:: Aim of the exercise ::
The whole of the data is to be reproduced exactly.

+ + + + +

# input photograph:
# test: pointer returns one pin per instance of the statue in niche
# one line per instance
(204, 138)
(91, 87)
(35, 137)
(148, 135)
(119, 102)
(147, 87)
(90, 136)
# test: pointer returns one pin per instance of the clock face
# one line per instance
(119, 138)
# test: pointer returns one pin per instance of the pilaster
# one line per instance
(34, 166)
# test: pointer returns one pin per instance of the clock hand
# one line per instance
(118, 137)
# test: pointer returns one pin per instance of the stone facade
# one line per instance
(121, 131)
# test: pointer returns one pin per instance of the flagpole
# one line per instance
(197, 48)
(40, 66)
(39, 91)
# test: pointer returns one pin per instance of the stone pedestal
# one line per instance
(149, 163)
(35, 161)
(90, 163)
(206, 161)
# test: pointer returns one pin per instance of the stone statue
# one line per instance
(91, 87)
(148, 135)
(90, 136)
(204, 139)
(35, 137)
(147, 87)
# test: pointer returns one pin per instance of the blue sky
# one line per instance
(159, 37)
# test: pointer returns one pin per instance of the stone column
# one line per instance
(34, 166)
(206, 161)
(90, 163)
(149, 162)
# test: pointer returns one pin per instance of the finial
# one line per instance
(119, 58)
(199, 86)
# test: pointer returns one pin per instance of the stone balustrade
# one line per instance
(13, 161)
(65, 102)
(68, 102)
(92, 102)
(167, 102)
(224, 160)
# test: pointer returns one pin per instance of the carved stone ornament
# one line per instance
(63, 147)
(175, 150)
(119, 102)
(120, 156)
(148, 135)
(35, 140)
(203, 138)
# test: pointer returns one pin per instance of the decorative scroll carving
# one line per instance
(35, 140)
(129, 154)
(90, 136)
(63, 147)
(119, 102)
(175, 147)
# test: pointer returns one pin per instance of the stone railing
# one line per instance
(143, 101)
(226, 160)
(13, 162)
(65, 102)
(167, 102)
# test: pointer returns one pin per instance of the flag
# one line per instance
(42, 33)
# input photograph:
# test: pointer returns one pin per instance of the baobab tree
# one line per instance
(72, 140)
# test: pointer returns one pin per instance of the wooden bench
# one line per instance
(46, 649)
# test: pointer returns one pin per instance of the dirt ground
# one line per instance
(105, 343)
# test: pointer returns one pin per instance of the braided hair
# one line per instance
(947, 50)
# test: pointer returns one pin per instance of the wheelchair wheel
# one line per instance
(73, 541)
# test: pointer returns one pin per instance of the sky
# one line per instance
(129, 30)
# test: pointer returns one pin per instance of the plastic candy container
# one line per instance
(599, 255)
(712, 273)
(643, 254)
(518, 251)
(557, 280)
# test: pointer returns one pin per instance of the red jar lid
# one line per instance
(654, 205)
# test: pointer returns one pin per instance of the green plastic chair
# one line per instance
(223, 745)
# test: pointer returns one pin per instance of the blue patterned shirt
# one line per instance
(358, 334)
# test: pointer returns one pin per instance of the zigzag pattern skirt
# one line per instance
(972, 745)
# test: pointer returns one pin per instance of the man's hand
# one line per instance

+ + + + +

:: Answer section ::
# input photograph:
# test: pointer returns one pin per instance of the statue in niche
# one line per instance
(204, 138)
(91, 87)
(35, 137)
(148, 135)
(119, 102)
(147, 87)
(90, 136)
# test: pointer returns one pin per instance of the clock face
# one line per instance
(119, 138)
# test: pointer returns one pin per instance of the pilaster
# one line per instance
(34, 166)
# test: pointer returns one pin per instance of the clock hand
# one line per instance
(118, 137)
# test: pointer returns one pin per instance of the stone facade
# one line per instance
(121, 131)
# test: pointer returns one pin per instance of the flagpole
# one line per instance
(197, 48)
(40, 66)
(39, 91)
# test: pointer returns one pin per instance of the stone pedestal
# one line per instance
(149, 163)
(35, 161)
(90, 163)
(206, 161)
# test: pointer returns one pin per instance of the stone statue
# one line per instance
(91, 87)
(148, 135)
(90, 136)
(204, 139)
(35, 137)
(147, 87)
# test: pointer returns one pin per instance of the blue sky
# one line per instance
(159, 37)
# test: pointer returns one pin per instance of the stone column
# one line per instance
(34, 166)
(206, 161)
(90, 163)
(149, 162)
# test: pointer returns one pin per instance of the finial
# one line per instance
(119, 58)
(199, 86)
# test: pointer returns one pin per instance of the stone balustrade
# one line per instance
(13, 161)
(65, 102)
(68, 102)
(92, 102)
(167, 102)
(224, 160)
# test: pointer returns one pin per instance of the carved stone ornament
# one line per instance
(63, 147)
(175, 150)
(119, 102)
(120, 156)
(148, 135)
(35, 140)
(203, 138)
# test: pointer returns one pin per instance of the decorative scroll carving
# one line per instance
(35, 140)
(129, 154)
(90, 136)
(63, 147)
(119, 102)
(175, 147)
# test: pointer returns one pin per instance of the stone railing
# one line per instance
(143, 101)
(226, 160)
(13, 162)
(65, 102)
(167, 102)
# test: pointer returns one pin per instance of the flag
# one line per instance
(42, 33)
# input photograph:
# test: pointer returns one pin per instance of the baobab tree
# one line per instance
(72, 140)
# test: pointer returns one pin per instance of the wooden bench
# one line per instance
(46, 649)
# test: pointer returns one pin per instance of the dirt ground
# one line per instance
(105, 343)
# test: pointer returns one pin per instance of the braided hair
# one line per instance
(947, 50)
# test: pointer returns one pin per instance of the wheelchair wheel
# one line per instance
(73, 541)
# test: pointer returns one pin per instance of the sky
# one line per instance
(129, 30)
# test: pointer returns one pin per instance of the plastic candy container
# one line per instance
(599, 255)
(712, 273)
(643, 254)
(518, 251)
(557, 280)
# test: pointer returns one pin per instance of the red jar lid
# one line per instance
(654, 205)
# test: pointer returns one pin per instance of the green plastic chair
# one line per instance
(223, 745)
# test: pointer returns one pin per instance of the blue patterned shirt
# one line per instance
(358, 334)
# test: pointer returns one pin per instance of the zigzag pattern skirt
# one line per instance
(972, 745)
# test: pointer returns one pin per instance of the man's hand
# one line per instance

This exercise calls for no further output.